(Part of a data file)
-- -- --

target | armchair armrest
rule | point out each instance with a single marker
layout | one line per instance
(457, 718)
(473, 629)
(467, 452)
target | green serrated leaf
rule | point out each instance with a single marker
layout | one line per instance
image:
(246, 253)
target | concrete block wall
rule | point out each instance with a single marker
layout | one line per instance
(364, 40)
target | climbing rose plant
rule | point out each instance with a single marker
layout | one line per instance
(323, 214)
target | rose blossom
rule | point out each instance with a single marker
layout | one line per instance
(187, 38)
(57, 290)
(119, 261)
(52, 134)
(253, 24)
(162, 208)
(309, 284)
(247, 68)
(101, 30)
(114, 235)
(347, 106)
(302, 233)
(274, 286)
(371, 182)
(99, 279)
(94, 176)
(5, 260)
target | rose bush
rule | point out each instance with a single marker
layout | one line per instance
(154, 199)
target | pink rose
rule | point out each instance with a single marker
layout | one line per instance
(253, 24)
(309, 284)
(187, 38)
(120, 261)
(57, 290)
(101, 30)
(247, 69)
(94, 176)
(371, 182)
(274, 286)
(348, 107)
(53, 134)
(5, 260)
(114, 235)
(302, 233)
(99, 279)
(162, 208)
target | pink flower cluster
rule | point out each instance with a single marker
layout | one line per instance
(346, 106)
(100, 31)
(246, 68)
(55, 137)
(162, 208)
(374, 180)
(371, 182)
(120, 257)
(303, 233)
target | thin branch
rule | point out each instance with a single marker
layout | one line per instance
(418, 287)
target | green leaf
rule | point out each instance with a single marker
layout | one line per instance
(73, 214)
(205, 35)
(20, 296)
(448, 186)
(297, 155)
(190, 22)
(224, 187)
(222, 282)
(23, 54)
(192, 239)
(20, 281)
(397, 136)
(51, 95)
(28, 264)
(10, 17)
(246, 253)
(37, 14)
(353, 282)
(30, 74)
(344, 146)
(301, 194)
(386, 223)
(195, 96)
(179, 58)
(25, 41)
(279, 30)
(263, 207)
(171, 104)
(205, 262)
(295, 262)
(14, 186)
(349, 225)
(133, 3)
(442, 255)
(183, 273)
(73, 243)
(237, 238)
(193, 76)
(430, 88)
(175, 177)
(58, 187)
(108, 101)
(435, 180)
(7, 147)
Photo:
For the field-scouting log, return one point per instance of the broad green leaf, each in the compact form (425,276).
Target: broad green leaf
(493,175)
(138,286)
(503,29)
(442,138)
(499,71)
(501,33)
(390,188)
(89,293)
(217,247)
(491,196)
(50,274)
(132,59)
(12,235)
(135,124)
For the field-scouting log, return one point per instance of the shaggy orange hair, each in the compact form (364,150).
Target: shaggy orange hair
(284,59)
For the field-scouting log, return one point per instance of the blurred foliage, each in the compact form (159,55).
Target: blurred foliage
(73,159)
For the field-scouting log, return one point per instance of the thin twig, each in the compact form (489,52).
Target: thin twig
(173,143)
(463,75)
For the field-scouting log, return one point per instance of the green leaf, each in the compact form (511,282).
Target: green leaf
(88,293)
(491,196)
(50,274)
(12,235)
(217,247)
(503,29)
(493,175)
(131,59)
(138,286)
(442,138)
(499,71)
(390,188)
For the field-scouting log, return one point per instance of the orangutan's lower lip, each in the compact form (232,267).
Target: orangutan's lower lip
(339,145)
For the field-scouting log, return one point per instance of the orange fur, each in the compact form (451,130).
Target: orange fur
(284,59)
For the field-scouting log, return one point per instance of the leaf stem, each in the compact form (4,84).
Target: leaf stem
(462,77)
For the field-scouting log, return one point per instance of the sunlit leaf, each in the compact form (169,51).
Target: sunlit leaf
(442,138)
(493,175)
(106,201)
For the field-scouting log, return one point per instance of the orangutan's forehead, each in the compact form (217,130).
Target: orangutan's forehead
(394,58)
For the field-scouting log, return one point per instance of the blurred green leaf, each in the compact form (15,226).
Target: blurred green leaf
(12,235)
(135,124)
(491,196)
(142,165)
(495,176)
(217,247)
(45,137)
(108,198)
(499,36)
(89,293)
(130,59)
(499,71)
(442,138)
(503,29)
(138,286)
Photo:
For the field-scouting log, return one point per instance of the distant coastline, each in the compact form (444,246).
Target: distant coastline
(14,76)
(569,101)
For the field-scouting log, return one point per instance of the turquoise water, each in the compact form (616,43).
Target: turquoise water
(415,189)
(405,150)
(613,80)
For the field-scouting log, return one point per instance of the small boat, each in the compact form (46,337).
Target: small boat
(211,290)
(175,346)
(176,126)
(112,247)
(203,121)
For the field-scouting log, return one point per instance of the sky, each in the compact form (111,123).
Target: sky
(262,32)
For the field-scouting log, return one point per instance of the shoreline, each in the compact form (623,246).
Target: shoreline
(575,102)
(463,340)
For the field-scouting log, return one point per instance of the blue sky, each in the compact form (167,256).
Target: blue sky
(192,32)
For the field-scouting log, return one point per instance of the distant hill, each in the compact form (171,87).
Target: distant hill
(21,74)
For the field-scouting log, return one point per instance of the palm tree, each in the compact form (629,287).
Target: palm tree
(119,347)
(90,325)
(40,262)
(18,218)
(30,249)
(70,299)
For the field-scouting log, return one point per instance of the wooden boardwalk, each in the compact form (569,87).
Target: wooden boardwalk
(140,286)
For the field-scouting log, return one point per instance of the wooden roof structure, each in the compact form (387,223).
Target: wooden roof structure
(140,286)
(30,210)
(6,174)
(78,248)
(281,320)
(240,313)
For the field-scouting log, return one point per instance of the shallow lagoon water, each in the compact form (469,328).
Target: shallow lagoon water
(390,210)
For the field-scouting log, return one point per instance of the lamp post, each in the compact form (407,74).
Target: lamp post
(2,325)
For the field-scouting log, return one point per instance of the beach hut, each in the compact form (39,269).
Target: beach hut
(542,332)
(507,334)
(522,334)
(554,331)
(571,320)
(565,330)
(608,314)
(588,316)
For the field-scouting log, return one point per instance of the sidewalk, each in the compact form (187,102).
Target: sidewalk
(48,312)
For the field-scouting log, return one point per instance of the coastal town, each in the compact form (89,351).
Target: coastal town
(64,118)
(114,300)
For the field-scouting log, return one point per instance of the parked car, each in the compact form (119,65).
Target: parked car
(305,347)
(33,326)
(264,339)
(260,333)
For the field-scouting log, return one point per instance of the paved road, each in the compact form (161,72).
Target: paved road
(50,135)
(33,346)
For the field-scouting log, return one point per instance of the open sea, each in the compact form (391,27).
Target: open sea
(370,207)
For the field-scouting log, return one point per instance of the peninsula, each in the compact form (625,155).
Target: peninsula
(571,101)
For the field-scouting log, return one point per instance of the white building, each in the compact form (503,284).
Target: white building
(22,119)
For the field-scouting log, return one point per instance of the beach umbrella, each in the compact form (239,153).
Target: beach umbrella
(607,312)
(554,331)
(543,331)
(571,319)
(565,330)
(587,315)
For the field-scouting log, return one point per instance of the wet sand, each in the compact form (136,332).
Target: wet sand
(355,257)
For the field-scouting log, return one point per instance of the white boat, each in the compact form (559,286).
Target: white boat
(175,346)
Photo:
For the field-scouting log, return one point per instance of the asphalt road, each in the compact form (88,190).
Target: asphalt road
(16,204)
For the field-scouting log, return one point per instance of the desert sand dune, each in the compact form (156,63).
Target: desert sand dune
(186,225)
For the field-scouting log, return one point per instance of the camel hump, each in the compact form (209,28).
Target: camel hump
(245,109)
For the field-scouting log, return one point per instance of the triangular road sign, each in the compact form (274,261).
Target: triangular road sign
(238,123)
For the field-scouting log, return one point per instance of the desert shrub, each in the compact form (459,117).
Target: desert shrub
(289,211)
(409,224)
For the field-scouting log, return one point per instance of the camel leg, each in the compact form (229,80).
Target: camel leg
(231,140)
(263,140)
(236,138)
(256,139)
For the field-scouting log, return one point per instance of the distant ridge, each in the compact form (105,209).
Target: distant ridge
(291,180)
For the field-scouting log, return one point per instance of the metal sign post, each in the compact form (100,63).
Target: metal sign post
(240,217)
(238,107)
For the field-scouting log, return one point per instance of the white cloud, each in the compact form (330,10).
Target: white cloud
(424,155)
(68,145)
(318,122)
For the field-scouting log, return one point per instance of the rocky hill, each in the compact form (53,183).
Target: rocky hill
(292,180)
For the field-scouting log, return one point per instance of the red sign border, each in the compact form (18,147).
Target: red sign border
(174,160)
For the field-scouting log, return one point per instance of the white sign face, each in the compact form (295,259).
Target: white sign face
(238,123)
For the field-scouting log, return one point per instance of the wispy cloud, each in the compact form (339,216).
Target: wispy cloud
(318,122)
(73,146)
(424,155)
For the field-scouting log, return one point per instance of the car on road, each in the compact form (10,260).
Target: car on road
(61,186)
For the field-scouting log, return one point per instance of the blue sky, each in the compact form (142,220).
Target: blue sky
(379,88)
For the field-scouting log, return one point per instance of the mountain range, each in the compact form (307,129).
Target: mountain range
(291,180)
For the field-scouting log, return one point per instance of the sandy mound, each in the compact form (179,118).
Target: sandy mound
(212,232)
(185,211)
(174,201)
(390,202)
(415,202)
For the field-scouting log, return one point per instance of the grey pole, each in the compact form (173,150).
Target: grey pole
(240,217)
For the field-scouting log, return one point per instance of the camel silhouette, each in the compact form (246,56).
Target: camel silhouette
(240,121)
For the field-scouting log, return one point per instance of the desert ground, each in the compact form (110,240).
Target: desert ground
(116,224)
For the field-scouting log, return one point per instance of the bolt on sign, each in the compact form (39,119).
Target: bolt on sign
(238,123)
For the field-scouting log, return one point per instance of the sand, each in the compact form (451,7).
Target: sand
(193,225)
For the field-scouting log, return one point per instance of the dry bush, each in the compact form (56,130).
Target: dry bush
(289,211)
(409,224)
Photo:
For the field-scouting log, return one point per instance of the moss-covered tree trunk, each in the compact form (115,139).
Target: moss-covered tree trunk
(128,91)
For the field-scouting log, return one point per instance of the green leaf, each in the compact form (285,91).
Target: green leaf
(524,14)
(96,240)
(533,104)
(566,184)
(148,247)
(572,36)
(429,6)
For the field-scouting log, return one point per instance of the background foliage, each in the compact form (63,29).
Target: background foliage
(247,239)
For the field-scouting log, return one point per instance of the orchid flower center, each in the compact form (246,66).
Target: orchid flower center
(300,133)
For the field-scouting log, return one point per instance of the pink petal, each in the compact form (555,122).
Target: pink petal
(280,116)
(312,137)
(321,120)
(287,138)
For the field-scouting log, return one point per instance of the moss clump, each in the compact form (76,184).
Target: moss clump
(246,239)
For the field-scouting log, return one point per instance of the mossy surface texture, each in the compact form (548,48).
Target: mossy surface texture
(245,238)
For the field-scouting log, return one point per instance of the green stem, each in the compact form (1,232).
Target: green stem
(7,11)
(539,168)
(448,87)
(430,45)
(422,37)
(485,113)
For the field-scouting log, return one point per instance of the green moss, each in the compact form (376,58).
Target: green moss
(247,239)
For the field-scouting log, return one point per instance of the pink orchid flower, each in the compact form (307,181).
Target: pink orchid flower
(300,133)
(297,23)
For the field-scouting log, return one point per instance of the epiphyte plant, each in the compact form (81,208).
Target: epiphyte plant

-- -- --

Required task: Copy the rows exactly, starting at the row that contains "compact form (81,208)." and ending with the last row.

Correct output:
For the field-scouting log, return one point per instance of the epiphyte plant, each in the compact form (81,208).
Target: epiphyte plant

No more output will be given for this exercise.